Challenge –
Please copy all of the records below verbatim, keeping every line and number unchanged.

··········

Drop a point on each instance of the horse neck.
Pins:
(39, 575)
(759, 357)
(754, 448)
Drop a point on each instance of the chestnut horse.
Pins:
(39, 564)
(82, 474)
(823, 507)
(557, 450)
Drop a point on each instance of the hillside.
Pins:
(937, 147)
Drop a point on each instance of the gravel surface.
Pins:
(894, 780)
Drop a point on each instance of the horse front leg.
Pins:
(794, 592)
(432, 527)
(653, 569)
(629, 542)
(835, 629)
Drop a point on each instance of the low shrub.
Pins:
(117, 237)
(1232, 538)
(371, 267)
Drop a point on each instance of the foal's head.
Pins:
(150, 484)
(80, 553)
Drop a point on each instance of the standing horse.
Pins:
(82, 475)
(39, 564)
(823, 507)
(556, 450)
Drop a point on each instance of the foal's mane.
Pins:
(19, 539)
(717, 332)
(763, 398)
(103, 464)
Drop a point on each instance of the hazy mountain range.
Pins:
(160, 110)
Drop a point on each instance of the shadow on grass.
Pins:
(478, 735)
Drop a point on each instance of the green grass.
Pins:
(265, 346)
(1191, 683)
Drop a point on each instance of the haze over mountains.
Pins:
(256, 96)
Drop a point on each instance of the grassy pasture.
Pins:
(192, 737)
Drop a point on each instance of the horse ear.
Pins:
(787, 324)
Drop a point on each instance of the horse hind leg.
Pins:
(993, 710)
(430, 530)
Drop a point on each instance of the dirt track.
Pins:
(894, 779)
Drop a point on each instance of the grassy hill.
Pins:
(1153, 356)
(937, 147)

··········

Result –
Drop a point on each instance of the horse neck.
Pins:
(39, 575)
(759, 357)
(754, 448)
Drop a point on each instance of the chestnut horse.
Pins:
(39, 564)
(82, 474)
(823, 507)
(557, 450)
Drop a point on each instance of the hillside.
Pins:
(937, 147)
Drop a point on each instance of the gravel surface.
Pins:
(894, 780)
Drop a point on each instance of the horse front leg.
Pins:
(794, 592)
(432, 527)
(653, 569)
(629, 542)
(835, 629)
Drop a point on each instance of the low shrub.
Pins:
(117, 237)
(1232, 538)
(371, 267)
Drop a point on each instance of the foal's head.
Pins:
(150, 484)
(80, 553)
Drop a point on each instance of the standing horse.
Pins:
(82, 475)
(39, 564)
(823, 507)
(556, 450)
Drop a point on each instance of the foal's mane.
Pins:
(19, 539)
(717, 332)
(763, 398)
(103, 464)
Drop a point on each instance of the hazy mountain range.
Pins:
(160, 110)
Drop a point on each instance of the shadow on grass.
Pins:
(478, 735)
Drop a point on each instance of the green grass.
Pins:
(265, 346)
(1191, 683)
Drop a point on each instance of the haze over mountains.
Pins:
(256, 96)
Drop a point on each instance of the grassy pasture.
Pins:
(192, 737)
Drop a point on each instance of the horse ear.
Pins:
(787, 324)
Drop a point on each instance of the horse hind leg.
Pins:
(993, 710)
(430, 530)
Drop a point on each instance of the dirt track.
Pins:
(894, 779)
Drop a point on each instance of the grassy hill.
Pins:
(1153, 356)
(937, 147)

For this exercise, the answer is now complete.